[What is expected]:
Copy out every line of the rows below verbatim, changing nothing.

★ ★ ★ ★

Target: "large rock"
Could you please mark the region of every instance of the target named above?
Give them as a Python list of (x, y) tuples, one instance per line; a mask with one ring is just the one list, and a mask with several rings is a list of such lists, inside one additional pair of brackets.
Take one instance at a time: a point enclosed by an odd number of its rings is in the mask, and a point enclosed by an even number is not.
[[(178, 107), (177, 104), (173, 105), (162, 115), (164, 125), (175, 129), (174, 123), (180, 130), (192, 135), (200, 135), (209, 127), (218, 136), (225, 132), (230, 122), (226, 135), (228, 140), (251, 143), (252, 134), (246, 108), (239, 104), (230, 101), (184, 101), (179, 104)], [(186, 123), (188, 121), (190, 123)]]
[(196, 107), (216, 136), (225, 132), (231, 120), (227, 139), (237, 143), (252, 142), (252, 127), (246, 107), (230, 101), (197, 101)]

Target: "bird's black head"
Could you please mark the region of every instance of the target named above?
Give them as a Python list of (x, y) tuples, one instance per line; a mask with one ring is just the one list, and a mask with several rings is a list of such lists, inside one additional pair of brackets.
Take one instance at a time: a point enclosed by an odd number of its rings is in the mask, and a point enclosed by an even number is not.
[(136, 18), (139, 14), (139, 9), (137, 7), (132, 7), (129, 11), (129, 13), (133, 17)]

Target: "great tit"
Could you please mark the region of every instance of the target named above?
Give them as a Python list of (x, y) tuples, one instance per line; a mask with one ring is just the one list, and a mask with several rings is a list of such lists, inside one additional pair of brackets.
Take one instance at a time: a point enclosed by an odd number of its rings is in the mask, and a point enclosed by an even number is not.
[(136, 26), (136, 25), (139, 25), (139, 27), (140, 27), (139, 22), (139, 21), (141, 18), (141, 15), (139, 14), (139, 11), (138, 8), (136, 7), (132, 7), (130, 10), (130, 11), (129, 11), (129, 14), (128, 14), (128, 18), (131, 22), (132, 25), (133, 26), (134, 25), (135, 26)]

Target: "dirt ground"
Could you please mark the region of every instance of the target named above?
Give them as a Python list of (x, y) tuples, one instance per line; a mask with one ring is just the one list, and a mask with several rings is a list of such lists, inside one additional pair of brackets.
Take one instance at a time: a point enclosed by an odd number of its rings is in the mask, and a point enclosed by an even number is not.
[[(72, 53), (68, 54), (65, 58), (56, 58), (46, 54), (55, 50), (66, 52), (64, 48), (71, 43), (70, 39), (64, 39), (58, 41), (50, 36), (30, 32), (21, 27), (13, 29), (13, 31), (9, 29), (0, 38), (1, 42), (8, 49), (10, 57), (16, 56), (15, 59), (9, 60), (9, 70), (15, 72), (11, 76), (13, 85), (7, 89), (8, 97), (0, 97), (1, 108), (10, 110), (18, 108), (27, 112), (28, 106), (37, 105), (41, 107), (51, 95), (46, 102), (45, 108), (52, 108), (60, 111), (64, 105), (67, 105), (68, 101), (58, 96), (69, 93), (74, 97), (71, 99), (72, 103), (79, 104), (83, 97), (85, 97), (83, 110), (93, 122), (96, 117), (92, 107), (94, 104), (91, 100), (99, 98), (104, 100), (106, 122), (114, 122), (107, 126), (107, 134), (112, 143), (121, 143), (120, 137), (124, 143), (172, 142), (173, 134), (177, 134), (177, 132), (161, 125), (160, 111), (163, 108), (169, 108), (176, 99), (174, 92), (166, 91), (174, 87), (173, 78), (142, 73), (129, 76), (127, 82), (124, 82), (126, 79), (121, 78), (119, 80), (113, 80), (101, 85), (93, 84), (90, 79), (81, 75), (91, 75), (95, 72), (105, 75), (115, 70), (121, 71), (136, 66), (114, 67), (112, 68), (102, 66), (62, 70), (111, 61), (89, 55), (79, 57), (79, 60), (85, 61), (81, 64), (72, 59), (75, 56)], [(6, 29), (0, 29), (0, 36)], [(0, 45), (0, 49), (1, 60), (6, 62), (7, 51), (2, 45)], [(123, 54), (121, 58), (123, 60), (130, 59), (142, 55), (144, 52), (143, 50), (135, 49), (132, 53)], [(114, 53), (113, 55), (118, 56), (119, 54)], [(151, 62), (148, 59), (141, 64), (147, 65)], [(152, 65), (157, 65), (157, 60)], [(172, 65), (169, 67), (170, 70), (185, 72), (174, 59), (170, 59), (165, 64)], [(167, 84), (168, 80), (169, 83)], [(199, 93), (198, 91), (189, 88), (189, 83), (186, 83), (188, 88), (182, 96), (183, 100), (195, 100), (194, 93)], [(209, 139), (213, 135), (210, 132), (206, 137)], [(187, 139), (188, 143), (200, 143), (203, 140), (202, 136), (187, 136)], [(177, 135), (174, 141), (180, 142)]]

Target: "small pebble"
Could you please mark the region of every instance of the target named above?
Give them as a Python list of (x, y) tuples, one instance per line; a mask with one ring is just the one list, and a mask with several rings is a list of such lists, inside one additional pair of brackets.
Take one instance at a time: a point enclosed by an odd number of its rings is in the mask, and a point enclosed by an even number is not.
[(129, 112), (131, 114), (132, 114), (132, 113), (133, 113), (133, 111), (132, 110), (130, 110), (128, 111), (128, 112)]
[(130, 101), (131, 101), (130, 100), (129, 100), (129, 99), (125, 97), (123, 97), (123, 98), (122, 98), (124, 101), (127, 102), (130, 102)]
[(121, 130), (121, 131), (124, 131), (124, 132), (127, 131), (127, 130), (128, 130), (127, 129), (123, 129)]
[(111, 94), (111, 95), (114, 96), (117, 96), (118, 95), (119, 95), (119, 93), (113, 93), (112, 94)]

★ ★ ★ ★

[Answer to this task]:
Target: "large rock"
Could you please mark the region of every instance of the target named above?
Give them as a Python list of (x, y) tuples, one instance per line; a mask with one ring is just the one list, and a mask with several rings is a list of such lists, inside one additional pair of brackets.
Take one instance at a time: a point enclosed by an odd number of its rings is in the mask, and a point enclosed by an even number is not.
[[(178, 107), (177, 104), (173, 105), (162, 115), (164, 125), (175, 129), (174, 123), (180, 130), (192, 135), (200, 135), (209, 127), (218, 136), (225, 132), (230, 122), (226, 135), (228, 140), (251, 143), (252, 134), (246, 108), (239, 104), (230, 101), (184, 101), (179, 104)], [(186, 123), (188, 121), (190, 123)]]
[(196, 107), (216, 136), (225, 132), (231, 120), (227, 139), (237, 143), (252, 142), (252, 127), (246, 107), (230, 101), (197, 101)]

Target: "bird's black head"
Could you please mark the region of every instance of the target named above?
Give them as a Python list of (x, y) tuples, one instance per line; a mask with one ring is just the one list, and a mask with several rings is a list of such lists, inside one additional pair of brackets.
Take one instance at a time: a point enclosed by an odd number of its rings is in the mask, and a point enclosed by an even number is not.
[(136, 18), (139, 14), (139, 9), (137, 7), (132, 7), (129, 11), (129, 13), (133, 17)]

Target: "great tit"
Could you please mark the region of every instance of the target named above?
Give them as a Python list of (x, y) tuples, one instance per line; a mask with one ring is just the one list, and a mask with several rings is a list of such lists, inside one additional pair of brackets.
Take one instance at a time: a point enclosed by an odd number of its rings is in the mask, and a point enclosed by an even number is not.
[(136, 26), (136, 25), (139, 25), (139, 27), (140, 27), (139, 22), (139, 21), (141, 18), (141, 15), (139, 14), (139, 11), (138, 8), (136, 7), (132, 7), (130, 10), (130, 11), (129, 11), (129, 14), (128, 14), (128, 18), (131, 22), (132, 25), (133, 26), (134, 25), (135, 26)]

Target: "dirt ground"
Could you please mark the region of every instance of the target named above?
Give them as a Python list of (x, y) tuples, one instance per line; a mask with one ring is just the one list, and a mask with several rings is a list of such lists, inside one additional pair of brackets.
Take one instance at a time: a point enclosed by an odd number of its rings is in the mask, and a point enclosed by an even number is not.
[[(72, 53), (68, 54), (65, 58), (56, 58), (46, 54), (55, 50), (66, 52), (64, 48), (71, 43), (70, 39), (64, 39), (58, 41), (50, 36), (30, 32), (21, 27), (13, 29), (13, 31), (9, 29), (0, 38), (1, 42), (8, 49), (10, 57), (16, 56), (15, 59), (9, 60), (9, 70), (15, 72), (11, 76), (13, 85), (7, 89), (8, 97), (0, 97), (1, 108), (10, 110), (18, 108), (27, 112), (28, 106), (37, 105), (41, 107), (51, 95), (46, 102), (45, 108), (52, 108), (60, 111), (64, 105), (67, 105), (68, 101), (58, 96), (69, 93), (74, 97), (71, 99), (72, 103), (79, 104), (83, 97), (85, 97), (83, 110), (93, 122), (96, 117), (92, 107), (94, 104), (91, 100), (99, 98), (104, 100), (106, 122), (114, 122), (107, 126), (107, 134), (112, 143), (121, 143), (120, 137), (124, 143), (172, 142), (173, 134), (177, 134), (177, 132), (161, 125), (160, 111), (163, 108), (169, 108), (176, 99), (174, 92), (166, 91), (174, 87), (173, 78), (142, 73), (129, 76), (127, 82), (124, 82), (126, 79), (121, 78), (119, 80), (113, 80), (101, 85), (93, 84), (90, 79), (81, 75), (91, 75), (95, 72), (105, 75), (115, 70), (121, 71), (136, 66), (114, 67), (112, 68), (102, 66), (62, 70), (111, 61), (89, 55), (79, 57), (79, 60), (85, 61), (81, 64), (72, 59), (75, 56)], [(6, 29), (0, 29), (0, 36)], [(0, 45), (0, 49), (1, 60), (6, 62), (7, 51), (2, 45)], [(123, 54), (121, 58), (123, 60), (130, 59), (142, 55), (144, 52), (143, 50), (135, 49), (132, 53)], [(114, 53), (113, 55), (118, 56), (119, 54)], [(151, 62), (148, 59), (141, 64), (147, 65)], [(152, 65), (157, 65), (157, 60)], [(172, 65), (169, 67), (170, 70), (185, 72), (174, 59), (170, 59), (165, 64)], [(167, 84), (168, 80), (169, 83)], [(199, 93), (198, 91), (189, 88), (189, 83), (186, 83), (188, 88), (182, 96), (183, 100), (195, 100), (194, 93)], [(209, 139), (213, 135), (210, 132), (206, 137)], [(187, 139), (188, 143), (200, 143), (203, 140), (202, 136), (187, 136)], [(177, 135), (174, 141), (180, 142)]]

Target: "small pebble"
Could you please mark the region of every instance of the target named above?
Give them as a Python list of (x, y) tuples, one instance per line; a mask with one ring is just the one list, and a mask with several rings is a list of such lists, inside one additional pair of brackets.
Take one instance at a time: a point enclosed by an odd number of its rings is in the mask, and a point enclosed by an even number is not.
[(129, 112), (131, 114), (132, 114), (132, 113), (133, 113), (133, 111), (132, 110), (130, 110), (128, 111), (128, 112)]
[(130, 101), (131, 101), (130, 100), (129, 100), (129, 99), (125, 97), (123, 97), (123, 98), (122, 98), (124, 101), (127, 102), (130, 102)]
[(121, 130), (121, 131), (124, 131), (124, 132), (127, 131), (127, 130), (128, 130), (127, 129), (123, 129)]
[(111, 94), (111, 95), (114, 96), (117, 96), (118, 95), (119, 95), (119, 93), (113, 93), (112, 94)]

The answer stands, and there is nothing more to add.